- Problem details
Here the job is to repeat the listing exactly, but not the pictures in it.

========

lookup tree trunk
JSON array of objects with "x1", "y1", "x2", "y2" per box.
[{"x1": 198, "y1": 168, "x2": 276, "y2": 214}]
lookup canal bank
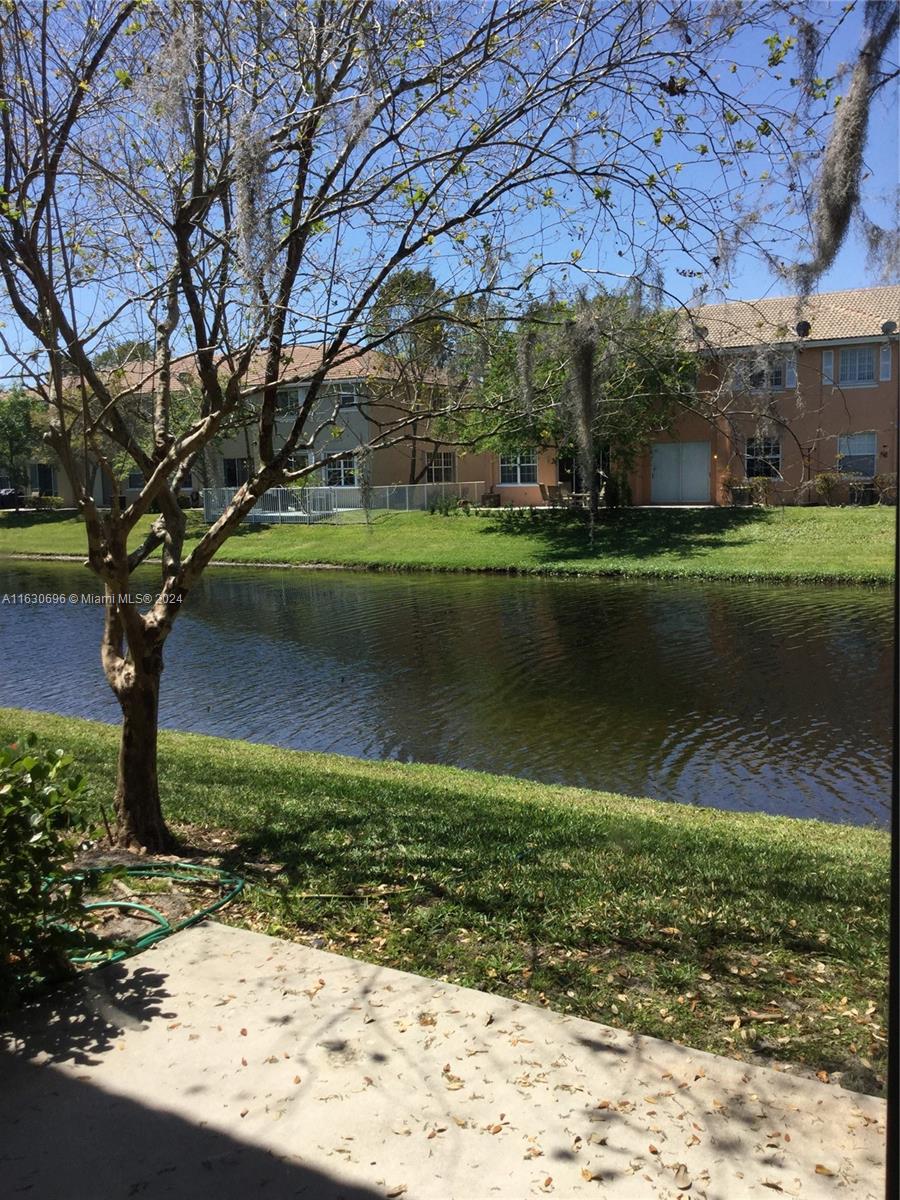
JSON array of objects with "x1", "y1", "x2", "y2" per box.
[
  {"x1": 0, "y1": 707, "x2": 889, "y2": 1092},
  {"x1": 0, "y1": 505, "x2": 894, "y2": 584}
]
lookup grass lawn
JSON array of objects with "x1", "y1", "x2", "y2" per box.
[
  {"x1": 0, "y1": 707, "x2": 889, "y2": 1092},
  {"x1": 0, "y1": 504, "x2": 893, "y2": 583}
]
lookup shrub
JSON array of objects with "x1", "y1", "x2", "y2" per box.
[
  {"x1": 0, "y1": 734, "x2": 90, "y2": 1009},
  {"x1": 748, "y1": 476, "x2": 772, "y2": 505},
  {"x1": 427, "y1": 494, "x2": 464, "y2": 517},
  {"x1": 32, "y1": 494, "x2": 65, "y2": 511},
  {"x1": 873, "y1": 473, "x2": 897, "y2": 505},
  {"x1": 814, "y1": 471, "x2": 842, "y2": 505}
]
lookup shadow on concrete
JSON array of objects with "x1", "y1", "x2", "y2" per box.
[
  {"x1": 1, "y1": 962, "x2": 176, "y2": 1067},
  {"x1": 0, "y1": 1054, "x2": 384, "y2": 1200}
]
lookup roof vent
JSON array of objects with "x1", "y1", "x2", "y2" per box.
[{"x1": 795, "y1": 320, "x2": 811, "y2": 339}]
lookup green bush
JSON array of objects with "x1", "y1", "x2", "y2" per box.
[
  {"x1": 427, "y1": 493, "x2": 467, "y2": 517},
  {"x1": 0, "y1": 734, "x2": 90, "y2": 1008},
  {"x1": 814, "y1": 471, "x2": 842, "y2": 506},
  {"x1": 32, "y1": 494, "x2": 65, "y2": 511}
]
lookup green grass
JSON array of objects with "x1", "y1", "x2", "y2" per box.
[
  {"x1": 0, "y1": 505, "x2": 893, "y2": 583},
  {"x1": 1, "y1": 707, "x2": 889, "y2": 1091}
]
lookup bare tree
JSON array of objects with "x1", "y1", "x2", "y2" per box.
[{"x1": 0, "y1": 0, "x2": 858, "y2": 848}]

========

- Written answer
lookup tree trunk
JSON array of objects with "x1", "y1", "x2", "y2" per box.
[{"x1": 198, "y1": 168, "x2": 276, "y2": 214}]
lookup canal bank
JSON array of objects with "x1", "y1", "x2", "y2" per box.
[
  {"x1": 0, "y1": 707, "x2": 889, "y2": 1092},
  {"x1": 0, "y1": 505, "x2": 894, "y2": 584}
]
lookup grass lawn
JSON array of objects with "x1", "y1", "x2", "y2" per box.
[
  {"x1": 0, "y1": 707, "x2": 889, "y2": 1092},
  {"x1": 0, "y1": 504, "x2": 893, "y2": 583}
]
lookup shrub
JSON array of objects with "x1", "y1", "x2", "y2" per box.
[
  {"x1": 0, "y1": 734, "x2": 90, "y2": 1009},
  {"x1": 748, "y1": 476, "x2": 772, "y2": 505},
  {"x1": 427, "y1": 494, "x2": 464, "y2": 517},
  {"x1": 32, "y1": 494, "x2": 65, "y2": 511},
  {"x1": 873, "y1": 473, "x2": 897, "y2": 505},
  {"x1": 814, "y1": 471, "x2": 842, "y2": 505}
]
lookup shadow on concrete
JSON array of objects with "x1", "y1", "x2", "y2" per box.
[
  {"x1": 1, "y1": 962, "x2": 176, "y2": 1067},
  {"x1": 0, "y1": 1054, "x2": 384, "y2": 1200}
]
lookup roof vent
JSON array of objects with "x1", "y1", "x2", "y2" per box.
[{"x1": 795, "y1": 320, "x2": 811, "y2": 339}]
lookup green bush
JSON array of objects with "x1", "y1", "x2", "y2" per box.
[
  {"x1": 427, "y1": 493, "x2": 467, "y2": 517},
  {"x1": 0, "y1": 734, "x2": 90, "y2": 1008},
  {"x1": 814, "y1": 471, "x2": 842, "y2": 506},
  {"x1": 32, "y1": 494, "x2": 65, "y2": 511}
]
lookup green grass
JSON array of objects with "x1", "y1", "x2", "y2" per box.
[
  {"x1": 0, "y1": 505, "x2": 893, "y2": 583},
  {"x1": 1, "y1": 707, "x2": 889, "y2": 1091}
]
lookup bare tree
JSON array of objects with "x1", "y1", "x2", "y2" per box.
[{"x1": 0, "y1": 0, "x2": 858, "y2": 848}]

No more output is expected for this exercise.